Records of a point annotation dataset

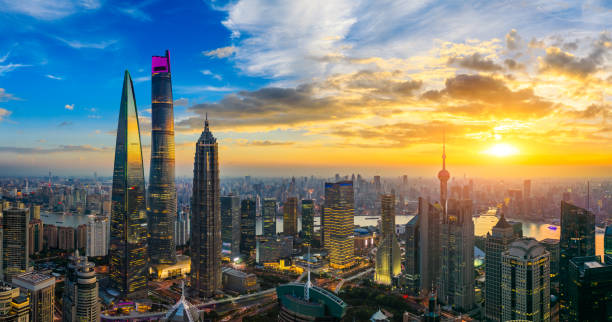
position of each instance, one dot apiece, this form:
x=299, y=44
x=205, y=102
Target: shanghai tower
x=161, y=208
x=206, y=217
x=128, y=244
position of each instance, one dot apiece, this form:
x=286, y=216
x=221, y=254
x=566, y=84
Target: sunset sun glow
x=502, y=150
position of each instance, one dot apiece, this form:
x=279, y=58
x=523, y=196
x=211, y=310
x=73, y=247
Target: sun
x=502, y=150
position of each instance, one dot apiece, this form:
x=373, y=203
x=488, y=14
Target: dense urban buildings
x=307, y=221
x=496, y=243
x=161, y=204
x=577, y=240
x=40, y=289
x=268, y=217
x=525, y=284
x=290, y=217
x=388, y=255
x=128, y=245
x=338, y=223
x=206, y=240
x=456, y=283
x=589, y=292
x=230, y=222
x=248, y=222
x=15, y=259
x=80, y=300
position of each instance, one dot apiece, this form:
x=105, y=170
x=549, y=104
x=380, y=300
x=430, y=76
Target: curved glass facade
x=128, y=247
x=161, y=208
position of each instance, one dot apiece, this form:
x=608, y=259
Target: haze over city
x=300, y=88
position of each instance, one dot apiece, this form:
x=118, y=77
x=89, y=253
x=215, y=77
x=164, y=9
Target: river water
x=482, y=225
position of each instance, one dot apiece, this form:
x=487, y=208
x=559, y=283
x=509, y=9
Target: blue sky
x=299, y=87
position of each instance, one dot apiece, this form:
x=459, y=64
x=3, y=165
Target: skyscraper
x=161, y=206
x=230, y=222
x=428, y=218
x=577, y=240
x=525, y=285
x=339, y=223
x=495, y=244
x=307, y=221
x=388, y=256
x=14, y=243
x=206, y=217
x=290, y=217
x=590, y=289
x=128, y=246
x=248, y=222
x=268, y=216
x=81, y=301
x=456, y=284
x=40, y=288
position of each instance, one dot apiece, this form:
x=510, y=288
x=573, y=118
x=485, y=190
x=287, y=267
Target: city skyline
x=379, y=111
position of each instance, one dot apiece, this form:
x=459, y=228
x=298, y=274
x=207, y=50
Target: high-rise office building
x=290, y=217
x=608, y=240
x=248, y=222
x=97, y=237
x=456, y=283
x=181, y=229
x=13, y=306
x=589, y=292
x=388, y=256
x=80, y=301
x=268, y=217
x=35, y=236
x=496, y=243
x=577, y=240
x=161, y=205
x=40, y=289
x=128, y=246
x=552, y=246
x=339, y=223
x=230, y=222
x=429, y=245
x=307, y=221
x=206, y=240
x=412, y=262
x=525, y=282
x=14, y=243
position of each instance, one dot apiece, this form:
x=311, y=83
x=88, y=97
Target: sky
x=517, y=88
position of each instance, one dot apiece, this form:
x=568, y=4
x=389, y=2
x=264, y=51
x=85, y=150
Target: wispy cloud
x=222, y=52
x=48, y=10
x=4, y=96
x=77, y=44
x=211, y=74
x=4, y=113
x=54, y=77
x=141, y=79
x=58, y=149
x=202, y=89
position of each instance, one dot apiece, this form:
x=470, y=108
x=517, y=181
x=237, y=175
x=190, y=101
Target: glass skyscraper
x=268, y=215
x=307, y=221
x=577, y=240
x=248, y=221
x=339, y=223
x=206, y=217
x=128, y=246
x=161, y=208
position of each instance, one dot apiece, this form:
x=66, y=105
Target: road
x=339, y=286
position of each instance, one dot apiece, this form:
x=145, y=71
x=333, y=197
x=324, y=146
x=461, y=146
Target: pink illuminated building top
x=160, y=64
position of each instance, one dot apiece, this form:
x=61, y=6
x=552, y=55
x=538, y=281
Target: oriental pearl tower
x=443, y=175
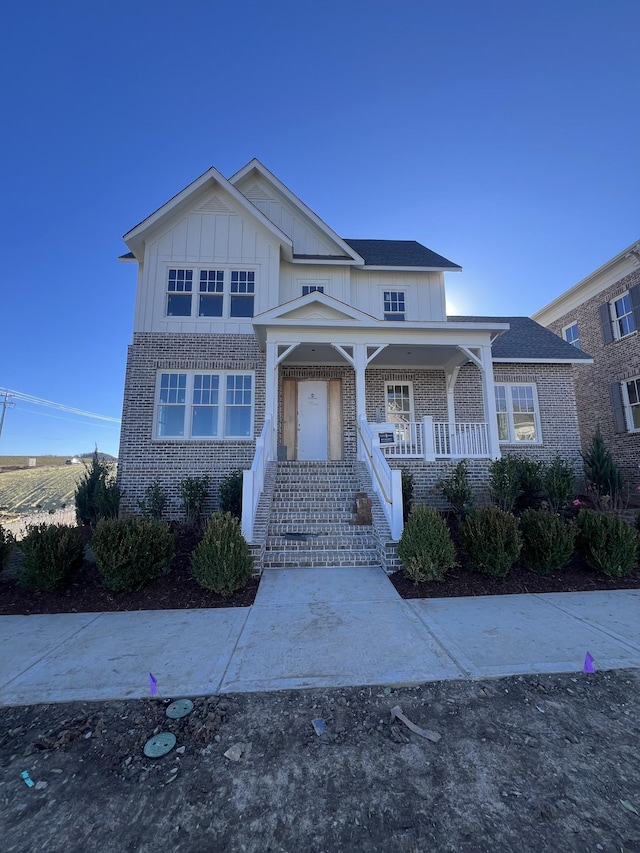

Request
Pull out each line from the entries above that contains the word "skyscraper", and list those lines.

Written reply
Target: skyscraper
Target: glass skyscraper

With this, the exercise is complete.